Aim of the task: Copy out every record that follows, word for word.

[Natural language region descriptions]
----------

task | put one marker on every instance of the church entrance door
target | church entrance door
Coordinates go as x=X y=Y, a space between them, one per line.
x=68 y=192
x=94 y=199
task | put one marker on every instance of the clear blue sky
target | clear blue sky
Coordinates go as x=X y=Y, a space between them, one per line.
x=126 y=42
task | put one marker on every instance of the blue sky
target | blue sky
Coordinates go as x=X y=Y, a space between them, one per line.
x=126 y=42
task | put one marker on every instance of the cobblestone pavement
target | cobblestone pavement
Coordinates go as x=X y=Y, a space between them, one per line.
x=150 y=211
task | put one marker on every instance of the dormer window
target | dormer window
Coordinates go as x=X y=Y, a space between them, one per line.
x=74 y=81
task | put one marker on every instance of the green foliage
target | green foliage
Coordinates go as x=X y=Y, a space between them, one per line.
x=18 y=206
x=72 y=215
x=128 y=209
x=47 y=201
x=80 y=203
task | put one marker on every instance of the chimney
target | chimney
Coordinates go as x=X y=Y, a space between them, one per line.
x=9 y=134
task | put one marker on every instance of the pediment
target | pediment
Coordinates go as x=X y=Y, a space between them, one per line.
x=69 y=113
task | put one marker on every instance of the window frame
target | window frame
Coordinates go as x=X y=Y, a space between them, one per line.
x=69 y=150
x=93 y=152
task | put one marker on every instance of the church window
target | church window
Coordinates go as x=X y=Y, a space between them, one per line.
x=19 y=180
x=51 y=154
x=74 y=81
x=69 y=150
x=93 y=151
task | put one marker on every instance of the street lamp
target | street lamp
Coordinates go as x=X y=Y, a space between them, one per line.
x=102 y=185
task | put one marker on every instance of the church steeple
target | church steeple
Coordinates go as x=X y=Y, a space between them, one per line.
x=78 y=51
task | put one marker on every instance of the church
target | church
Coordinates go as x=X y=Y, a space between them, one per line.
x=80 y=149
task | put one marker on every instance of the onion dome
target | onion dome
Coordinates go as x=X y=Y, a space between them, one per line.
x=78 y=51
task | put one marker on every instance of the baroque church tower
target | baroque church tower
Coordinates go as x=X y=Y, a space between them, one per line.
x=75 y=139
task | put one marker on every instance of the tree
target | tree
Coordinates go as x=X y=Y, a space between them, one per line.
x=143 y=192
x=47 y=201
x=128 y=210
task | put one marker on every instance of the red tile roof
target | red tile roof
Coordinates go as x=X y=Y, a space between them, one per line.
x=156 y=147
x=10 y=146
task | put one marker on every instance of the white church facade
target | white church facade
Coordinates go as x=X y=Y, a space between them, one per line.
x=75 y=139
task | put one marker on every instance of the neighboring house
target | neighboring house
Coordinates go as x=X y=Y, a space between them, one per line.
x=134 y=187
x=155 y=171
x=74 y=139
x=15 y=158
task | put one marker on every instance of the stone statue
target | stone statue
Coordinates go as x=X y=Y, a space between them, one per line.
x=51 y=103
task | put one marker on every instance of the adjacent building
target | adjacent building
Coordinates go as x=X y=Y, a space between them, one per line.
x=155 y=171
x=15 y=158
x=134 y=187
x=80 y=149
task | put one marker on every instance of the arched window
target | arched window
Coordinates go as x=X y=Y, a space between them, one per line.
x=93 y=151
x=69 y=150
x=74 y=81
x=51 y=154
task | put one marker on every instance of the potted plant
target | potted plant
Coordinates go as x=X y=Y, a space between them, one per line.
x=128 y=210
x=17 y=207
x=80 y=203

----------

Worked solution:
task | put one marker on every instance of the church entrance door
target | church entrance door
Coordinates go as x=X y=Y, a space between them, one per line.
x=68 y=192
x=94 y=199
task | put one marker on every instance of the clear blue sky
target | clear blue sky
Coordinates go as x=X y=Y, a space between them, one per line.
x=126 y=42
task | put one marker on every instance of the blue sky
target | blue sky
Coordinates go as x=X y=Y, a space between them, one per line.
x=126 y=42
task | put one marker on every instance of the cobblestone pavement
target | cobblestone pavement
Coordinates go as x=X y=Y, a space between them, one per line.
x=150 y=211
task | put one marker on every instance of the dormer window
target | dormer window
Coordinates go as x=X y=Y, a space between them, one per line.
x=74 y=81
task | put one marker on every instance of the green foliage
target | green foliage
Coordinates go as x=X y=Y, a space between them, one per line.
x=18 y=206
x=72 y=215
x=128 y=209
x=47 y=201
x=80 y=203
task | put one marker on every instance of the chimney
target | chimney
Coordinates go as x=X y=Y, a space between them, one per line.
x=9 y=134
task | put one marker on every instance of the pediment
target | pediment
Coordinates go as x=X y=Y, a space between them, one per line.
x=69 y=113
task | put one marker on every instance of the window frame
target | window frame
Coordinates go as x=X y=Y, a space between them, one per line.
x=69 y=150
x=93 y=152
task | put one marker on every instance of the church window
target | church window
Coordinates go as x=X y=Y, a space between them, one per line.
x=19 y=180
x=51 y=154
x=74 y=81
x=69 y=150
x=93 y=151
task | put one marker on every instance of the street lamp
target | street lamp
Coordinates go as x=X y=Y, a space between them, one per line.
x=102 y=185
task | put one marker on every instance of the church steeple
target | church steeple
Coordinates go as x=X y=Y, a space between them, one per line.
x=78 y=51
task | put one marker on every instance of the church
target | church
Coordinates go as x=X y=Y, a space between them, one per line.
x=80 y=149
task | put one marker on every instance of the onion dome
target | onion dome
Coordinates go as x=X y=Y, a space between them, one per line.
x=78 y=51
task | put one marker on every instance of the baroque church tower
target | baroque church tower
Coordinates go as x=X y=Y, a space between them, one per line.
x=75 y=139
task | put one marker on every instance of the tree
target | tree
Coordinates go as x=X y=Y, a space between them, one per line.
x=143 y=192
x=47 y=201
x=128 y=210
task | put one marker on every instance of the red tile roof
target | red tile roof
Coordinates go as x=X y=Y, a space between them, one per line.
x=156 y=147
x=10 y=146
task | put one marker on every instance of the white church facade
target | white church facade
Coordinates go as x=X y=Y, a space between them, one per line.
x=75 y=139
task | put one marker on every instance of the neighboring house
target | neighboring house
Coordinates go as x=X y=Y, a space between them, one per line.
x=134 y=187
x=155 y=171
x=74 y=139
x=15 y=158
task | put one marker on every instance of the stone statue
target | stone statue
Coordinates go as x=X y=Y, a space between them, one per line.
x=51 y=103
task | put one marker on every instance of the adjacent building
target | adjacent building
Coordinates go as x=X y=Y, a space between them, one per line.
x=155 y=171
x=15 y=158
x=134 y=187
x=80 y=149
task | put one marker on every instance of the arched window
target | arched window
Coordinates go as x=X y=Y, a space between them, one per line.
x=93 y=151
x=69 y=150
x=74 y=81
x=51 y=154
task | put one marker on every instance of the potted plant
target | potted plant
Coordinates go as x=X y=Y, a space between them, one per line.
x=128 y=210
x=17 y=207
x=80 y=203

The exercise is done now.